EXERCISE GOAL: Stop at the line containing "target: golden brown cookie": write out every line from the beginning of the entries up to and including it, minus the pictures.

DATASET:
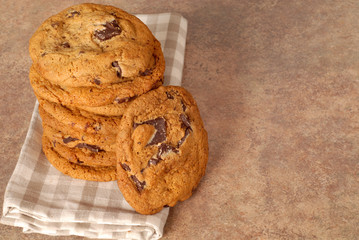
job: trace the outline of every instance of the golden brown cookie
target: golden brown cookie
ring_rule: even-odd
[[[115,152],[116,135],[88,134],[75,131],[49,116],[41,107],[39,111],[41,118],[43,118],[42,127],[44,131],[46,130],[51,141],[61,142],[69,148],[74,148],[78,144],[89,144],[106,152]]]
[[[43,125],[45,135],[53,145],[54,150],[70,162],[87,166],[116,166],[116,153],[108,152],[98,145],[89,144],[79,139],[63,134],[48,125]],[[68,145],[73,145],[69,147]]]
[[[113,112],[108,109],[108,105],[114,105],[112,108],[121,109],[120,112],[117,110],[117,115],[122,115],[129,101],[163,83],[163,79],[153,83],[146,81],[148,79],[144,77],[140,86],[135,86],[133,82],[128,81],[104,87],[67,87],[46,80],[36,72],[33,66],[30,68],[29,78],[34,91],[41,98],[70,107],[87,107],[90,112],[93,112],[92,108],[104,107],[103,115],[107,115],[106,111],[109,111],[109,114]]]
[[[42,149],[47,160],[60,172],[78,179],[108,182],[116,179],[116,167],[91,167],[73,163],[63,158],[54,149],[51,141],[43,135]]]
[[[136,98],[117,136],[118,186],[141,214],[192,195],[205,173],[207,132],[189,92],[159,87]]]
[[[63,123],[75,131],[105,136],[114,135],[121,121],[121,117],[99,116],[75,108],[70,109],[61,104],[51,103],[41,98],[38,98],[38,100],[40,104],[40,115],[41,112],[45,111],[58,122]],[[44,119],[45,117],[43,120]]]
[[[75,5],[47,19],[29,52],[41,76],[67,87],[130,82],[139,89],[159,82],[165,68],[160,43],[144,23],[99,4]]]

YOUR SOLUTION:
job: trace the outline of every instance of the golden brown cookie
target: golden brown cookie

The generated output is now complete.